● PAGE EXTRACT:
══════════
Nearly 100 panoramic images from 6-1/2 years of playing No Man's Sky

Under the Rings (Frontiers)

I started with No Man’s Sky in 2016 when it launched on Steam and I was immediately captivated by how beautiful it was. But as an amateur photographer who does a lot of panoramic photography, it also occurred to me how well suited the game was to the same treatment. The result is my Flickr album with nearly 100 panoramic images from the 6-1/2 years I’ve been playing. (Posted as a Flickr Album because of sheer quantity, and because Reddit doesn’t lend itself to wide-aspect photos).

I started creating panoramic images from the game that first week. It was a lot harder in the early days: there was no photo mode so things kept moving while you shot each frame, you couldn’t disable the scan lines or vignetting, you couldn’t adjust the lighting or time of day, and placing your ship precisely was next to impossible. It’s gotten a lot easier over the years.
══════════
● RECORD EXTRACTS:

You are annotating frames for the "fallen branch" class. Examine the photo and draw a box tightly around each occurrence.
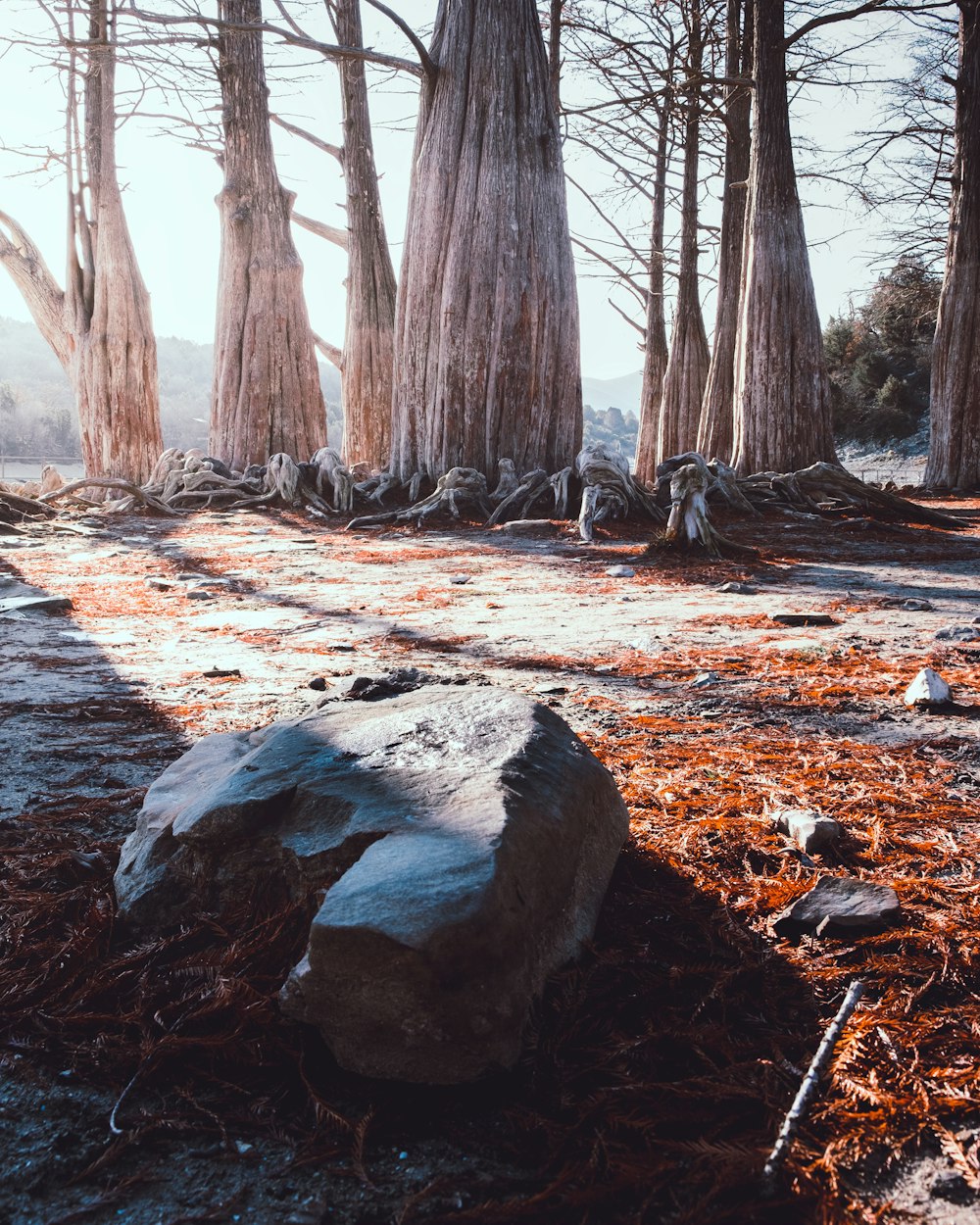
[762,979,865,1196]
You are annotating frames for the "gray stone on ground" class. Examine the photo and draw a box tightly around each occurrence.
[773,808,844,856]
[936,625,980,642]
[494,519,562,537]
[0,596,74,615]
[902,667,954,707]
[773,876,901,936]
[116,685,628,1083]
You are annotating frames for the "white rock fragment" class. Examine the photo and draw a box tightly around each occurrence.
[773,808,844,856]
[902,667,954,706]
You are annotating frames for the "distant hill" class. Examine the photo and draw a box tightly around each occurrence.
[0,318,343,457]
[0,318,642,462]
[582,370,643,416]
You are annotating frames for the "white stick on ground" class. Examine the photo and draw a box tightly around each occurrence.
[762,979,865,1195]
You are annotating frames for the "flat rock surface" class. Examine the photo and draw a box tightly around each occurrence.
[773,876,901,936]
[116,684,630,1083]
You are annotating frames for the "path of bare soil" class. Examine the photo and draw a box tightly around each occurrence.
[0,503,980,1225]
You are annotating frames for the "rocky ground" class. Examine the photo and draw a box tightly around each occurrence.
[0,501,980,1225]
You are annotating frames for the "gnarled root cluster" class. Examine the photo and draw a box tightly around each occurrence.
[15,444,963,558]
══════════
● REQUIRED TASKS:
1 – From the No Man's Sky panorama post, extract the passage starting with "Under the Rings" and going on through "to wide-aspect photos).".
2 – According to the No Man's Sky panorama post, when did the writer start playing the game?
3 – Continue the No Man's Sky panorama post from where it stops.

● EXERCISE ANSWERS:
1 –
Under the Rings (Frontiers)

I started with No Man’s Sky in 2016 when it launched on Steam and I was immediately captivated by how beautiful it was. But as an amateur photographer who does a lot of panoramic photography, it also occurred to me how well suited the game was to the same treatment. The result is my Flickr album with nearly 100 panoramic images from the 6-1/2 years I’ve been playing. (Posted as a Flickr Album because of sheer quantity, and because Reddit doesn’t lend itself to wide-aspect photos).

2 – In 2016, when it launched on Steam.

3 –
Most of the images are stitched together from between 20 and 30 individual frames, and then cropped to frame. Most end up between about 5 and 6k wide.

I’ve been doing it off and on. Most of my panos are from NEXT and earlier, and then from Prisms and beyond (I took a pause form the game between Visions and Origins, so there are gaps). And I have a number of sequences that I never got around to assembling.